Requirement 1: Copy the passage of the ITN article below that lies between "ITN CEO Rachel" and "place in 2024.", inclusive.
Requirement 2: In the ITN article below, at which conference and in which city did Rachel Corp speak?

ITN CEO Rachel Corp has called on the government to take a “proactive stance” to protect journalism from the impact of AI in the run up to general elections that are due to take place in 2024.

Speaking at New Xchange conference in Dublin, Corp revealed that ITN has written to ministers at the Department of Science, Innovation and Technology and the Department for Culture, Media and Sport to safeguard quality journalism as AI technology – specifically generative AI – develops rapidly.

In the letter Corp outlines the need for a working group to address concerns that have been raised in recent interventions. “Questions about the role of AI and its development are already being posed by experts, politicians and regulators, but with little mention of journalism”, she writes.

Corp references calls from leaders in the field for responsible AI to be adopted, adding: “Some of the concerns raised have been about the impact that generative AI will have on misinformation, which will need to be carefully guarded against in the run-up to numerous general elections in 2024. Generative AI may also distort audiences understanding of impartial and accurate information, which could have a direct impact on social cohesion”.

Supplied entries:
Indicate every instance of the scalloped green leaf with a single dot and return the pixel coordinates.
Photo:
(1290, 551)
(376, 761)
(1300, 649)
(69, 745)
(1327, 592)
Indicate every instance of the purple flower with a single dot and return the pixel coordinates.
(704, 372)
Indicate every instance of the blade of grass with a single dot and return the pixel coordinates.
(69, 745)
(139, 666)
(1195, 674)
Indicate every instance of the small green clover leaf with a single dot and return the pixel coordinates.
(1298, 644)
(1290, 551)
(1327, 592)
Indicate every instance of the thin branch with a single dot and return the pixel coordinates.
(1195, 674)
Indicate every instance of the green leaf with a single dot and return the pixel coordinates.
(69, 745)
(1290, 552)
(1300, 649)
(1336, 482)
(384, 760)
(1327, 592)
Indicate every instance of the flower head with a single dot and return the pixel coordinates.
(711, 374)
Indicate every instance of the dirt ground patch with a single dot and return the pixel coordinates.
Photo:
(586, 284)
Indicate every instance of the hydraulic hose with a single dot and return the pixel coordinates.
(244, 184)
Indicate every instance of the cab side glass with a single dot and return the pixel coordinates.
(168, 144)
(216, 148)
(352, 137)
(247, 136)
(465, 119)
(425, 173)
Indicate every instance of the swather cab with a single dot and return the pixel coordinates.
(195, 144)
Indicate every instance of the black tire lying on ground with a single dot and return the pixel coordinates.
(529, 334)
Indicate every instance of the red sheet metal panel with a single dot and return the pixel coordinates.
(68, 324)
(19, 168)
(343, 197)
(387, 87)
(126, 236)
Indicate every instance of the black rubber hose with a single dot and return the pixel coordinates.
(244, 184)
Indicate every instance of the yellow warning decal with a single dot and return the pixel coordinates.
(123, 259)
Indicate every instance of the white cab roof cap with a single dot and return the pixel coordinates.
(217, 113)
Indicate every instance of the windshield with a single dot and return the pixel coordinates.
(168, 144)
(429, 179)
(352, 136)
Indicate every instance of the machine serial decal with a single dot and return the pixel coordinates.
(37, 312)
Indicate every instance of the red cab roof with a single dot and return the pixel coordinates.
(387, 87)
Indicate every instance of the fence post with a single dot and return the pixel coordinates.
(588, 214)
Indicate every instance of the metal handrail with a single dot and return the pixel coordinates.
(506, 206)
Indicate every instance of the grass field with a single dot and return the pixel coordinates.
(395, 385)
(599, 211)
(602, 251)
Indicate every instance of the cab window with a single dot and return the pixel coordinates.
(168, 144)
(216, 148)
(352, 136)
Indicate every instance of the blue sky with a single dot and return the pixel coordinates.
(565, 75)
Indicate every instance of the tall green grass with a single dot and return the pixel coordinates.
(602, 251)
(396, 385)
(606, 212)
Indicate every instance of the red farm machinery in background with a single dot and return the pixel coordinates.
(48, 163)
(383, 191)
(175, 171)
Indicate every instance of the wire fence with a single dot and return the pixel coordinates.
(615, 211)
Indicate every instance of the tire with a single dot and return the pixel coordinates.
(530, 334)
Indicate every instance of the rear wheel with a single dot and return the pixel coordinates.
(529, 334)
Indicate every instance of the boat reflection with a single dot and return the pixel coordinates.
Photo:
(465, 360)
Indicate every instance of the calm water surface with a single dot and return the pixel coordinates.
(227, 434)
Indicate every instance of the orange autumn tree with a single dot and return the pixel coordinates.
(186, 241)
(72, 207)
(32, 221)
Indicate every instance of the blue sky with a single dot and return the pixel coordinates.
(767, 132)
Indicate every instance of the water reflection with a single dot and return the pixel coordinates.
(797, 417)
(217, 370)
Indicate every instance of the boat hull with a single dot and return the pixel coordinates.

Task result 1:
ITN CEO Rachel Corp has called on the government to take a “proactive stance” to protect journalism from the impact of AI in the run up to general elections that are due to take place in 2024.

Task result 2: She spoke at the New Xchange conference in Dublin.